Passage fourni:

******************************

Une plage [0..1] est une plage où votre valeur minimale sera 0 (noir), votre valeur maximale sera à 1 (blanc) et votre valeur moyenne sera à 0.5 (gris). A partir de là, vos valeurs sont abstraites, vous pouvez travailler avec elles sans aucune limite.

Pour convertir votre valeur dans la plage [0..1], il vous suffit de la diviser par la valeur maximale de votre bitdepth d'origine. Pour convertir vers un autre bitdepth, il suffit de multiplier la valeur [0..1] par la valeur maximale de votre bitdepth de destination.

Par exemple, en 16 bits, vous diviserez par la valeur maximale en 16 bits qui est 0xFFFF :

# nouvelle_valeur = ancienne_valeur / 0xFFFF

>>> 0x0000/0xFFFF       # noir en 16 bits
0.0

>>> 0xFFFF/0xFFFF       # blanc en 16 bits
1.0

>>> 0x7FFF/0xFFFF       # gris en hexadecimal 16 bits
0.49999237048905165     # gris dans une plage [0..1]

L'avantage de cette conversion, c'est qu'à partir de là, vous pouvez convertir votre valeur 16 bits dans n'importe quel bitdepth.

Pour passer votre gris en 8 bits, il suffit de muliplier par la valeur maximale d'un 8 bits (255 valeurs maximum, donc 0xFF) :

>>> 0.49999237048905165 * 0xFF
127.49805447470817

127 sur 255 ... on est plutôt bon sur la valeur grise :)

A l'aide de la plage [0..1], vous pouvez convertir votre valeur relative dans n'importe quel bitdepth.

Conversion vers un nombre entier positif

Pour finaliser la conversion, on repasse tout en entier positif à l'aide d'une simple conversion de type (float → uint16 ou uint12) et nous rajoutons un petit round() 5 afin d'arrondir au chiffre le plus proche :

# Avec la valeur 127.49
>>> int(127.49805447470817)
127
>>> int(round(127.49805447470817))
127

# Avec la valeur 127.51
>>> int(127.51)

******************************

Informations affichées:

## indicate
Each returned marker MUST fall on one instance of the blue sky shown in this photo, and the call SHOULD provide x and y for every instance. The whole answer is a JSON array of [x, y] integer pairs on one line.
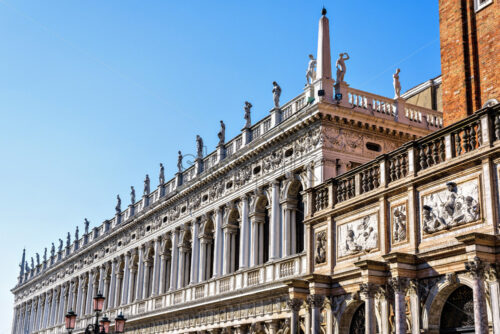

******************************

Consignes:
1) Les affirmations suivantes concordent-elles avec le texte sur la plage [0..1] ? (a) Pour ramener une valeur dans la plage [0..1], on la divise par la valeur maximale du bitdepth d'origine. (b) La valeur maximale en 8 bits est 0xFFFF. (c) Dans la plage [0..1], la valeur moyenne 0.5 correspond au gris. Répondez par oui ou non en citant les mots du texte qui tranchent.
2) Prolongez le texte sur la plage [0..1] à partir de l'endroit où il s'arrête.

Réponses par consigne:
1)
(a) Oui : « il vous suffit de la diviser par la valeur maximale de votre bitdepth d'origine ».
(b) Non : « la valeur maximale d'un 8 bits (255 valeurs maximum, donc 0xFF) ».
(c) Oui : « votre valeur moyenne sera à 0.5 (gris) ».

2)
127
>>> int(round(127.51))
128

# et enfin, passage en hexadécimal:
>>> hex(128)
'0x80'
# pour vérifier si c'est bien notre valeur du milieu :
>>> hex(int(round(0xFF / 2)))
'0x80'

Archivage / IMF

Le bitdepth est à 12 ou 16 bits.

Fichiers et Assets

Voici les différents fichiers, outils, codes et assets utilisés dans ce chapitre :

References

SMPTE :

Ressources :

Notes


  1. Le passage en 12 bits peut s'effectuer au début ou à la fin du workflow. L'avantage de le placer à la fin est que vous pouvez encore jouer dans un espace plus grand pendant les différentes conversions et avec une plus grande précision.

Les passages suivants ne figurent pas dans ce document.